_BRIEF 1_
Name every keyword argument passed to LinearReparameterization in the synthetic example notebook.
_BRIEF 2_
Sum up the synthetic example notebook in two sentences.
_BRIEF 3_
Print the synthetic example notebook from "## Create synthetic" up to and including "np.repeat(X0, repeats=R, axis=0)".

_TEXT SEGMENT_
# Synthetic example

In [None]:
import numpy as np
import pandas as pd

import matplotlib.pyplot as plt

## Create synthetic data set

In [None]:
D = 10 # number of dimensions of data
R = 10 # repeats of same data point

X0 = 2*np.eye(D) - 1
X = np.repeat(X0, repeats=R, axis=0)
y = np.triu(np.ones((D, R))).flatten().astype(int)

## Train a FCN

In [None]:
import sys
sys.path.append('./../') # for bayesian torch

import torch
import torch.nn as nn
import torch.nn.functional as F
import torch.optim as optim
from torch.optim.lr_scheduler import StepLR
from torch.utils.data import Dataset, DataLoader
from pytorch_lightning import Trainer

from bayesian_torch.layers import LinearReparameterization

### Build model

In [None]:
class FCN(nn.Module):
    def __init__(self, in_dim):
        super().__init__()
        self.fc1 = LinearReparameterization(in_features=in_dim,
                        out_features=2*in_dim,
                        prior_mean=0.0,
                        prior_variance=1.0,
                        posterior_mu_init=0.0,
                        posterior_rho_init=-3.0)
        self.fc2 = LinearReparameterization(in_features=2*in_dim,
                        out_features=2*in_dim,
                        prior_mean=0.0,
                        prior_variance=1.0,
                        posterior_mu_init=0.0,
                        posterior_rho_init=-3.0)
        self.fc3 = LinearReparameterization(in_features=2*in_dim,
                        out_features=2,
                        prior_mean=0.0,
                        prior_variance=1.0,
                        posterior_mu_init=0.0,
                        posterior_rho_init=-3.0)

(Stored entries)
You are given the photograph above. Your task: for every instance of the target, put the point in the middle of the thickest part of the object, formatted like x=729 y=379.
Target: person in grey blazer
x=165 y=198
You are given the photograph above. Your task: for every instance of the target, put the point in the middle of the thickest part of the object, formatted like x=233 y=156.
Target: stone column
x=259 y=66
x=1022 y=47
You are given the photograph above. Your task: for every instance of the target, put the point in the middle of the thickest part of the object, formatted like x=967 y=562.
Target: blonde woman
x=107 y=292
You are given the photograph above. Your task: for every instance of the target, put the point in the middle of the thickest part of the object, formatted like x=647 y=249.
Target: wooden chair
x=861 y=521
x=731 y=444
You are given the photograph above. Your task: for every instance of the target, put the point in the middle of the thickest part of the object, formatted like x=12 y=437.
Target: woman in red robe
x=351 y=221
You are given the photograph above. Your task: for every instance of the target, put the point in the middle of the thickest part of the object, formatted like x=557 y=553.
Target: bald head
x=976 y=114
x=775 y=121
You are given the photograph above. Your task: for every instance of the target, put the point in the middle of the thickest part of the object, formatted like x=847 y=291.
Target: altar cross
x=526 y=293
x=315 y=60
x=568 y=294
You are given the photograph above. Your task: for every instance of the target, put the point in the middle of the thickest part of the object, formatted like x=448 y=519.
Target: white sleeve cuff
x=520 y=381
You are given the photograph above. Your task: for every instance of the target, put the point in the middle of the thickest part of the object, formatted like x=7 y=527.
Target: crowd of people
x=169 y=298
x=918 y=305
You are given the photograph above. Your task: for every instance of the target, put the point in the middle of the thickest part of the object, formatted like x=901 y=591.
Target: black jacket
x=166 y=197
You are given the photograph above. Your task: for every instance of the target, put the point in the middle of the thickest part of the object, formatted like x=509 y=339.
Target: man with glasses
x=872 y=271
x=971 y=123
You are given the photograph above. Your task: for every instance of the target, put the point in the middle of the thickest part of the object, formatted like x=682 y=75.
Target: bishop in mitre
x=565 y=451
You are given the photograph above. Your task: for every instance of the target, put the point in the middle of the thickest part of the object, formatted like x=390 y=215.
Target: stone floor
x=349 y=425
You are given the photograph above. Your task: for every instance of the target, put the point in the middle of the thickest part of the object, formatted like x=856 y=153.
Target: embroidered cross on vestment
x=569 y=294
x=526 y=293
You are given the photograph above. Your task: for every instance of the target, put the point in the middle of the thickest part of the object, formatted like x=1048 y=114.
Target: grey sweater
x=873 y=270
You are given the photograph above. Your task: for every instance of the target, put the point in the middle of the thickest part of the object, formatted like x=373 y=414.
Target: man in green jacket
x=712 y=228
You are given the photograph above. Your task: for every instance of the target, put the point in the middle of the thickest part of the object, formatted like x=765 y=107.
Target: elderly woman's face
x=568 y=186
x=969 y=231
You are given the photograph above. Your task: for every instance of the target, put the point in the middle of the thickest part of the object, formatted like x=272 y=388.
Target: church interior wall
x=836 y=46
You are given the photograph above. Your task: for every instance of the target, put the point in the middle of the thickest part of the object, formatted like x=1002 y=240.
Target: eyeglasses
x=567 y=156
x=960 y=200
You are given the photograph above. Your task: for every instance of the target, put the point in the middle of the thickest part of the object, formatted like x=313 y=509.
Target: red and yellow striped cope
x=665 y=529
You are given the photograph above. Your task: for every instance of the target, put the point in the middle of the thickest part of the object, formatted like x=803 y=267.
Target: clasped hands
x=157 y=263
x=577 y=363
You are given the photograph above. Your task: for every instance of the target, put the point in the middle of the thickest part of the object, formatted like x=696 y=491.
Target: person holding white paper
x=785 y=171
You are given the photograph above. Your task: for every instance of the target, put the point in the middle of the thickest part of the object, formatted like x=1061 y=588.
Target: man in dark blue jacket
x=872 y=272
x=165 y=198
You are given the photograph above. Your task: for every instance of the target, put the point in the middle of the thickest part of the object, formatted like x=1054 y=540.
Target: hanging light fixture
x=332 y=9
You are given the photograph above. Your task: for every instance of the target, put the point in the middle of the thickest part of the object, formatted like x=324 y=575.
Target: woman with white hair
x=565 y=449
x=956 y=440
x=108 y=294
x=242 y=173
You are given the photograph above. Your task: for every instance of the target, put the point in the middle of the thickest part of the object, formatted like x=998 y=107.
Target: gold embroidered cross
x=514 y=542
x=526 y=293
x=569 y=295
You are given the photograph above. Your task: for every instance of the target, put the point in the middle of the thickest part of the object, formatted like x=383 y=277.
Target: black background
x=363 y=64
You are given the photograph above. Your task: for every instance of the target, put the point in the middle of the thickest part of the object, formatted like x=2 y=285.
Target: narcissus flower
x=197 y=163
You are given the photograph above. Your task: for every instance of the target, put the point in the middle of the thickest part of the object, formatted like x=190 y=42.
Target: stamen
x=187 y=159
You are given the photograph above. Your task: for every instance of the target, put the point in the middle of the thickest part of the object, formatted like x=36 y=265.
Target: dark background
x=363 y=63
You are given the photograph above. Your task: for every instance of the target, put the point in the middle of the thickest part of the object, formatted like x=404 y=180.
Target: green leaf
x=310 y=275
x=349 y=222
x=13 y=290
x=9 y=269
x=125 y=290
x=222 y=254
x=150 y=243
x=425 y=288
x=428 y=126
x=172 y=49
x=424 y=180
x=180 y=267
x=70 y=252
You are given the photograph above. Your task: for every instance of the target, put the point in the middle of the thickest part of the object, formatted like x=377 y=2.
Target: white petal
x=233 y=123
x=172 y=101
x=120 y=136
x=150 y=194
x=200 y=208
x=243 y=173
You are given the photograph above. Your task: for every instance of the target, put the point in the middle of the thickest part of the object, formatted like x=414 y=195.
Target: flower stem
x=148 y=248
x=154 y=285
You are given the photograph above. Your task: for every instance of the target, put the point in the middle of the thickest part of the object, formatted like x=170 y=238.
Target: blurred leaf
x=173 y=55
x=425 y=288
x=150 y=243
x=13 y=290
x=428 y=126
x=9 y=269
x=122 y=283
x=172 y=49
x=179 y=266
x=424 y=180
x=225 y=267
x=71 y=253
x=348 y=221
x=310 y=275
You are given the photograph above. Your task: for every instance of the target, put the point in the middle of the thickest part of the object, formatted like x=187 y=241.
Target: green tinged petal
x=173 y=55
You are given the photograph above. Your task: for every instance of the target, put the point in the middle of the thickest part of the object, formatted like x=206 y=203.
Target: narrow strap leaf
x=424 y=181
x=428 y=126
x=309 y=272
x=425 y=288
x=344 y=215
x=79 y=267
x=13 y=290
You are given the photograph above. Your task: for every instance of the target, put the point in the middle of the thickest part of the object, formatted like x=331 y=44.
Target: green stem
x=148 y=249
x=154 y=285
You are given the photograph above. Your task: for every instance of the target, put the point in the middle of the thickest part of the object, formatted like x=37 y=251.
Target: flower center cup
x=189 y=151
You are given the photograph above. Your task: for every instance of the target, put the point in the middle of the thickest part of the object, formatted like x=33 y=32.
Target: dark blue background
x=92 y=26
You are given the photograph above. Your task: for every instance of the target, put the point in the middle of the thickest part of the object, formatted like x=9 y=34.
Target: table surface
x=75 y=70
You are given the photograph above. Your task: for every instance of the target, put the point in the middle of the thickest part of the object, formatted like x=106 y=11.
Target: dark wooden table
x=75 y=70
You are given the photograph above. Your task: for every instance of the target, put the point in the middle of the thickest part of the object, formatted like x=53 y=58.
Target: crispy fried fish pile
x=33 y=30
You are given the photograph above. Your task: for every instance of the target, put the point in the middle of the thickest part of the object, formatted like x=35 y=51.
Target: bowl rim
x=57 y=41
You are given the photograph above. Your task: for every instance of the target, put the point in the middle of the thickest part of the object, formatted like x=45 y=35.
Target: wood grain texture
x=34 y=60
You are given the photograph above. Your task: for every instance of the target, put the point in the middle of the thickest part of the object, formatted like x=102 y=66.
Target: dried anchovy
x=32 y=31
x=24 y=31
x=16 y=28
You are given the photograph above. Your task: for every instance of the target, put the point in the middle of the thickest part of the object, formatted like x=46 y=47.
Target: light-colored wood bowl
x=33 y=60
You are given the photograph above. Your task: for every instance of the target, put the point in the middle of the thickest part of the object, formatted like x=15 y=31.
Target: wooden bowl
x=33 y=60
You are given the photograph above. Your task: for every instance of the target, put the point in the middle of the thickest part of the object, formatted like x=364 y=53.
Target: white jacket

_TASK SOLUTION 1_
in_features, out_features, prior_mean, prior_variance, posterior_mu_init, posterior_rho_init

_TASK SOLUTION 2_
The notebook builds a synthetic data set with 10 dimensions, where each data point is repeated 10 times. It then imports PyTorch and Bayesian layers and starts defining an FCN model with three LinearReparameterization layers, the last of which has 2 outputs.

_TASK SOLUTION 3_
## Create synthetic data set

In [None]:
D = 10 # number of dimensions of data
R = 10 # repeats of same data point

X0 = 2*np.eye(D) - 1
X = np.repeat(X0, repeats=R, axis=0)